[Registros de contornos de regiões de imagem]
++++++++++
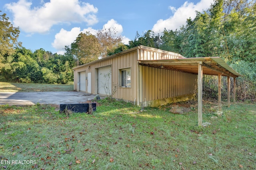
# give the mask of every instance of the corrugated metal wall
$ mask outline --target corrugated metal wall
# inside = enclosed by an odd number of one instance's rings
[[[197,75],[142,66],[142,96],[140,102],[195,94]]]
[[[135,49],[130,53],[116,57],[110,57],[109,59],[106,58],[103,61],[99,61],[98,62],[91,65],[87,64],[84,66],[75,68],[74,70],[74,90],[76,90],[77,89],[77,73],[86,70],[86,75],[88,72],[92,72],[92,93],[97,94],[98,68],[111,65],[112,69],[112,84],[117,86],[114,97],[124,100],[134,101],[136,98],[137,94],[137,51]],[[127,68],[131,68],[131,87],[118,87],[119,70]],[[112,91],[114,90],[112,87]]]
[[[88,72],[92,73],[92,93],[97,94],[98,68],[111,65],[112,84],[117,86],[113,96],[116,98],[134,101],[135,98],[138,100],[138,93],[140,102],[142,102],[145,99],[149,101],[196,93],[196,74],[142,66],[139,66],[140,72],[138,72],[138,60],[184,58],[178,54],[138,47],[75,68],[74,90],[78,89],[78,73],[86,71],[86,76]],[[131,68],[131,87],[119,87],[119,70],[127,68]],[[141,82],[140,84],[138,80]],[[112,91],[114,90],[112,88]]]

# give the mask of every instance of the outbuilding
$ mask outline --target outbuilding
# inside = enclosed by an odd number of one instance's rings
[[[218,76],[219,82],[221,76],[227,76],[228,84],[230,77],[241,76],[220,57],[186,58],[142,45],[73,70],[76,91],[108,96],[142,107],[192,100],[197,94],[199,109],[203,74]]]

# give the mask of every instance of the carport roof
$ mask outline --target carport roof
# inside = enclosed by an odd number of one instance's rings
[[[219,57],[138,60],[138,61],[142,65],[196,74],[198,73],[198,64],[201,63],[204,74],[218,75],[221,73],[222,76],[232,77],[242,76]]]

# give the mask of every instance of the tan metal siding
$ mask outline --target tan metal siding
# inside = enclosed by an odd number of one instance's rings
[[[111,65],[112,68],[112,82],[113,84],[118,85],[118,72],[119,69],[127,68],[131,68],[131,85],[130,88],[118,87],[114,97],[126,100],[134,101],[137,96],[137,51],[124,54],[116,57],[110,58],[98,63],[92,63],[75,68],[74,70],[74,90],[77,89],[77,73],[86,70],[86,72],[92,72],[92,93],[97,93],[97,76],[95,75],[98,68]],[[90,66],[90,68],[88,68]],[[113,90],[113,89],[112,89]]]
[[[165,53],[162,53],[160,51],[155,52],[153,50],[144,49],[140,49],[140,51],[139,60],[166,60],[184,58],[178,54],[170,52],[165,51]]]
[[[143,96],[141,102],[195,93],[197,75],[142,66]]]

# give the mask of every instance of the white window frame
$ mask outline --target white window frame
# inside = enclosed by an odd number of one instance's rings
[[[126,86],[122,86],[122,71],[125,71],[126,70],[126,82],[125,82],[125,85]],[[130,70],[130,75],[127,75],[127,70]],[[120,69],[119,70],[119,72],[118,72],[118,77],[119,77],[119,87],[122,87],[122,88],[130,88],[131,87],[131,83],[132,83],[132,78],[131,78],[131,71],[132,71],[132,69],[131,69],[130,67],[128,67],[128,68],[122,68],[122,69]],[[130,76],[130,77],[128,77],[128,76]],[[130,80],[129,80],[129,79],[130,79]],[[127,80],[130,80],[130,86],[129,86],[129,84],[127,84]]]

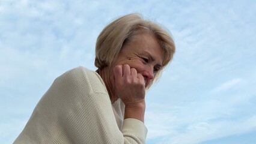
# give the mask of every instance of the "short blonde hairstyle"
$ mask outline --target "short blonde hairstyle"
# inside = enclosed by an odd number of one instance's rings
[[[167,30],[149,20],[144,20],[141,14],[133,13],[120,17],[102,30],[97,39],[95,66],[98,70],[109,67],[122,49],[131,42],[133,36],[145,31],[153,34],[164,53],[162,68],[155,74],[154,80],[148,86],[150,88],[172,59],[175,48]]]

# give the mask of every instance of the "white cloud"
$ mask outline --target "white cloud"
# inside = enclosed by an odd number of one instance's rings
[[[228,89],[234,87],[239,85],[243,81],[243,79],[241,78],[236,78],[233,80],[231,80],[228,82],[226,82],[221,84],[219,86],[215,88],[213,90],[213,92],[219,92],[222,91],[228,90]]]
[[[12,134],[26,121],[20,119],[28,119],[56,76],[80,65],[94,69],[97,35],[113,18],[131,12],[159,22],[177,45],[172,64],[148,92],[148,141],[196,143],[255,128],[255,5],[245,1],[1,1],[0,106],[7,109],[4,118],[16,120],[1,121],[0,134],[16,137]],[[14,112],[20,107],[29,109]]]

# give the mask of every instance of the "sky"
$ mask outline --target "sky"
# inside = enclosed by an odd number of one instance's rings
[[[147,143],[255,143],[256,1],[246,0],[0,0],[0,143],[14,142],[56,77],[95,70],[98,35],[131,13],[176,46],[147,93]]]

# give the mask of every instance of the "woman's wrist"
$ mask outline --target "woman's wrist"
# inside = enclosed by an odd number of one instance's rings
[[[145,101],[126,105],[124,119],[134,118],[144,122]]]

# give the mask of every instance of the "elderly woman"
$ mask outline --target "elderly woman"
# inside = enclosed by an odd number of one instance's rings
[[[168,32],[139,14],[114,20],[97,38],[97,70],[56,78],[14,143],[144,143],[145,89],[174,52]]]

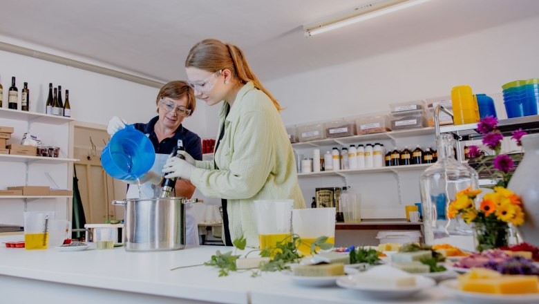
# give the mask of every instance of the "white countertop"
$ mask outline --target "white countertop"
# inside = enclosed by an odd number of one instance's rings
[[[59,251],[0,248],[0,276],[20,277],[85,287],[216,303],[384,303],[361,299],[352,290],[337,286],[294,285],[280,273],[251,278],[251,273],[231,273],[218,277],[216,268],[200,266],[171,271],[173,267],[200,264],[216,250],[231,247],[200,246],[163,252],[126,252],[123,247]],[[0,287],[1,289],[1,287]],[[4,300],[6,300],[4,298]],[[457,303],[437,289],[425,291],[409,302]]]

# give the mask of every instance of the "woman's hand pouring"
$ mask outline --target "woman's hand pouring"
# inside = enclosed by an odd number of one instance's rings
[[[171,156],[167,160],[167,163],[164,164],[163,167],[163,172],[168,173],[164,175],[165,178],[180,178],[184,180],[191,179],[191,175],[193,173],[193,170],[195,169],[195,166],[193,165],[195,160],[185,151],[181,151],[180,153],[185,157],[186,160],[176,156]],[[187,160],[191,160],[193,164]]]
++++++++++
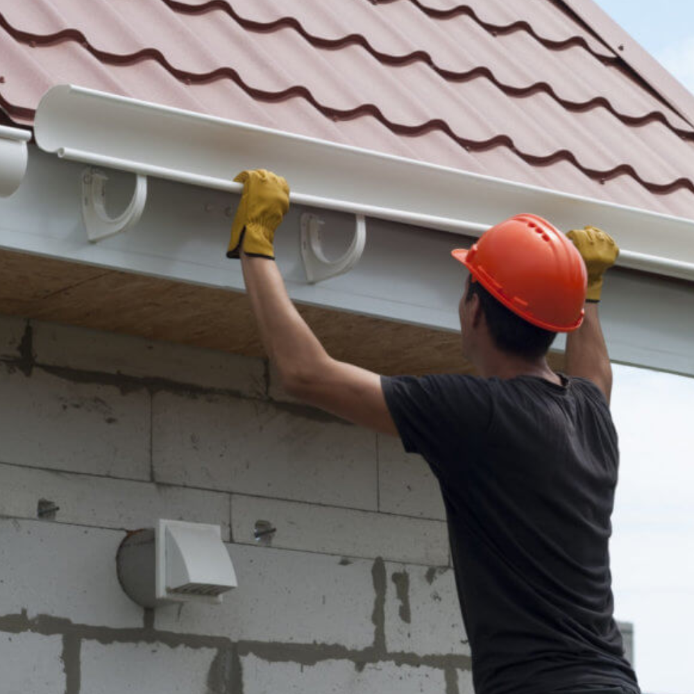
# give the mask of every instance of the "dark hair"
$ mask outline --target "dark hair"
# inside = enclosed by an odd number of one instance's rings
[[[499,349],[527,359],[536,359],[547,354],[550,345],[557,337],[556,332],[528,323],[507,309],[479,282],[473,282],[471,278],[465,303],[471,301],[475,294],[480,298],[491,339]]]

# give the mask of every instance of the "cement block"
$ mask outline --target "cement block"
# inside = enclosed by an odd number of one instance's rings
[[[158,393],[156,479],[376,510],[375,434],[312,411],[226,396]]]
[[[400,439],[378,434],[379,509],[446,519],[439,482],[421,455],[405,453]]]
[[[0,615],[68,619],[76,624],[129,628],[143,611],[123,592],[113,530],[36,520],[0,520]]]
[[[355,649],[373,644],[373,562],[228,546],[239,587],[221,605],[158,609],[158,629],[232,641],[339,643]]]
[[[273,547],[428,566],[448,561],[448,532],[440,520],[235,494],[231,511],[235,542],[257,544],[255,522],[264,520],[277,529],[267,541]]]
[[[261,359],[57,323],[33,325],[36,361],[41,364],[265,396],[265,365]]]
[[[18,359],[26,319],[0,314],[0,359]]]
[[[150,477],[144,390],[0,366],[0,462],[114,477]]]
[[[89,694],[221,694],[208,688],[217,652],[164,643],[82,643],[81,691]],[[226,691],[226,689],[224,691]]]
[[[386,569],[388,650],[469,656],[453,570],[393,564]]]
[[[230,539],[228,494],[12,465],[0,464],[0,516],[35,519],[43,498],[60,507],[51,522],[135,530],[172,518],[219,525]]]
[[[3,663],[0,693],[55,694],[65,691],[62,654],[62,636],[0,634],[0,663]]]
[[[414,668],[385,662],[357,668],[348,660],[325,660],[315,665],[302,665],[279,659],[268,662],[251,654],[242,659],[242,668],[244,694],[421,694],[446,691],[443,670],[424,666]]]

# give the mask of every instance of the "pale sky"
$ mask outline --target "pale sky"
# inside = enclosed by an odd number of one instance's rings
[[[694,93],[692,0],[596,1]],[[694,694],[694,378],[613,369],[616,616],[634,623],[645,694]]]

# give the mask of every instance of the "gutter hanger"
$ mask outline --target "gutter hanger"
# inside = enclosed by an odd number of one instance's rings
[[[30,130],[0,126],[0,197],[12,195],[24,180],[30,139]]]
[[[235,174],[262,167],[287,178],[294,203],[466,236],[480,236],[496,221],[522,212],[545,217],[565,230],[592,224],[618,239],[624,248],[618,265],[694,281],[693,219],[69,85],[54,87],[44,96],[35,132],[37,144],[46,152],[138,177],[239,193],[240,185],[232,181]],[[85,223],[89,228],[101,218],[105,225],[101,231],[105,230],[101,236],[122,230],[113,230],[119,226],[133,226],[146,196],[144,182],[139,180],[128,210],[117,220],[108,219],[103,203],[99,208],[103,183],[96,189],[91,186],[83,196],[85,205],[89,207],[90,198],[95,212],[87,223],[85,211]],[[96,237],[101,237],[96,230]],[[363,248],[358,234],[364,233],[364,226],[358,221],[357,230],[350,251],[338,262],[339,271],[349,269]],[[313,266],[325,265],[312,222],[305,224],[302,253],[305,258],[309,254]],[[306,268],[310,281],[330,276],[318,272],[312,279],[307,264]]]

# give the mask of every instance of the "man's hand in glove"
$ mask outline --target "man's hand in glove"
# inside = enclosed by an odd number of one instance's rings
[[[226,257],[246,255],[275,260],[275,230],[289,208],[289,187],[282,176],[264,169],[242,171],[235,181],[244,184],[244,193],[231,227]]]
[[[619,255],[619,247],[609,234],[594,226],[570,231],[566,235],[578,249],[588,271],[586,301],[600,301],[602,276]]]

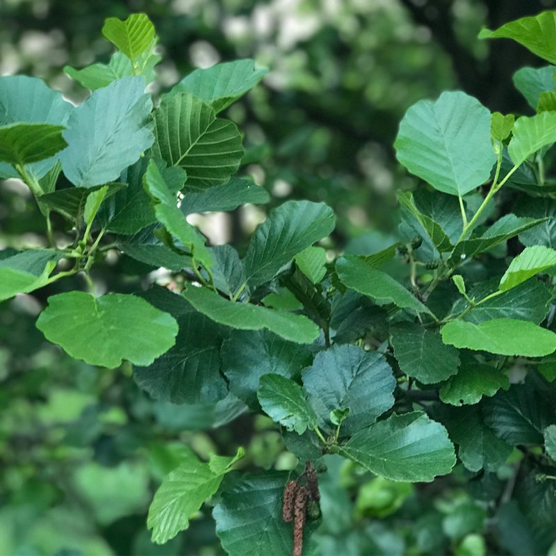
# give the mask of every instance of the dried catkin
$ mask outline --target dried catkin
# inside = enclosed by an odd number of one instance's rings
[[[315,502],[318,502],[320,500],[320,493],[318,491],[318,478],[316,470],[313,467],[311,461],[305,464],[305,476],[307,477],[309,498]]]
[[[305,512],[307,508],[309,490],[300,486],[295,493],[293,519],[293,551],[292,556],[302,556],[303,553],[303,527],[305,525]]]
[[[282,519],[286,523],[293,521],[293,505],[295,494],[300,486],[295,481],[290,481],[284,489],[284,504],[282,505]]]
++++++++++
Liste todas as linhas dos registros acima que contêm a palavra "pale".

__SOLUÇÃO DO EXERCÍCIO__
# give the mask of every instance of the "pale sky"
$ mask outline --target "pale sky"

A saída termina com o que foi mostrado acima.